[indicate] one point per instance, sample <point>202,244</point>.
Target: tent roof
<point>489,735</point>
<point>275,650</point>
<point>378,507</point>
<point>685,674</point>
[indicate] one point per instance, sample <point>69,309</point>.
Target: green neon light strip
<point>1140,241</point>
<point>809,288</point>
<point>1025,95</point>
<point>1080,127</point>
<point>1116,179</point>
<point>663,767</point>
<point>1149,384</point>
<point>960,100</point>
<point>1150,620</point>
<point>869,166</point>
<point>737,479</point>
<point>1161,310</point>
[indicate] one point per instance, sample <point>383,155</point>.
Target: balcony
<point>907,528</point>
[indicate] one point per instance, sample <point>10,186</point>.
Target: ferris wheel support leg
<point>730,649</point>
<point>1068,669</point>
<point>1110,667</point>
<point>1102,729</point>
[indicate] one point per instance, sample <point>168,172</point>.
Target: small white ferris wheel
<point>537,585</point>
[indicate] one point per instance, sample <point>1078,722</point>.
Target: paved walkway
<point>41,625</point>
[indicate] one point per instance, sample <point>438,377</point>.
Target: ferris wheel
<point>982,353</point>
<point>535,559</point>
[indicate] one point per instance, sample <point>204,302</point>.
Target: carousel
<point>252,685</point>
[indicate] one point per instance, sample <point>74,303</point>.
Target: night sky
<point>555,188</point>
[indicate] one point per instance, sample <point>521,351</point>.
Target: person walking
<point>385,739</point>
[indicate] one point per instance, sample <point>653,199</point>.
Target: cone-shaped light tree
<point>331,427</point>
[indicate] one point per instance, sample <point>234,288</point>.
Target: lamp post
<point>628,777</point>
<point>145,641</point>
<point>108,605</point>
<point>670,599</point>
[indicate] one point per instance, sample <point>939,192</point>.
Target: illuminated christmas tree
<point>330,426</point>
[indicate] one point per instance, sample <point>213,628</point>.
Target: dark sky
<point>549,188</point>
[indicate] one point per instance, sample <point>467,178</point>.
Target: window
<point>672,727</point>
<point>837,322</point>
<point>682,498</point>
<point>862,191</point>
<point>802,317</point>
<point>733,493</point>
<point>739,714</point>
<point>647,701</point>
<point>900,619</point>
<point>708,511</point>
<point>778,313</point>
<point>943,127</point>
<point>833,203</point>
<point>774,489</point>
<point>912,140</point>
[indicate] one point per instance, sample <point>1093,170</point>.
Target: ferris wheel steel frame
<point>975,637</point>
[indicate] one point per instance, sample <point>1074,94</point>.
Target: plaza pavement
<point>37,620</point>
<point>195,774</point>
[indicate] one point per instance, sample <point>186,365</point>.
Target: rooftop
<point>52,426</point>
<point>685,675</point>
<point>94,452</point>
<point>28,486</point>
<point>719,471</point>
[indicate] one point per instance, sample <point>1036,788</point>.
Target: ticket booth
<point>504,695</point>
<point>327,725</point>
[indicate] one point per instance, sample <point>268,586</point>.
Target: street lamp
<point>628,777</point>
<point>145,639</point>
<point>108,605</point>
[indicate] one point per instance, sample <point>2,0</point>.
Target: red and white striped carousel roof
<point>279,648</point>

Task:
Copy out the listing from the line with "instance, sample <point>234,288</point>." up to and including the line with "<point>912,140</point>", reproducing each of those lines without any change.

Exercise result:
[indicate] one point per instance, sample <point>234,288</point>.
Target: lamp post
<point>628,777</point>
<point>145,641</point>
<point>108,605</point>
<point>670,599</point>
[indicate] one point per instance, sample <point>939,192</point>.
Target: illuminated christmas tree
<point>330,426</point>
[indicate] one point per instance, sample <point>213,628</point>.
Target: dark sky
<point>549,188</point>
[indicate] one point per instance, sample <point>467,178</point>.
Target: window
<point>672,727</point>
<point>837,322</point>
<point>682,498</point>
<point>862,191</point>
<point>802,317</point>
<point>733,493</point>
<point>739,714</point>
<point>647,701</point>
<point>900,619</point>
<point>708,511</point>
<point>778,313</point>
<point>943,127</point>
<point>833,203</point>
<point>774,489</point>
<point>912,140</point>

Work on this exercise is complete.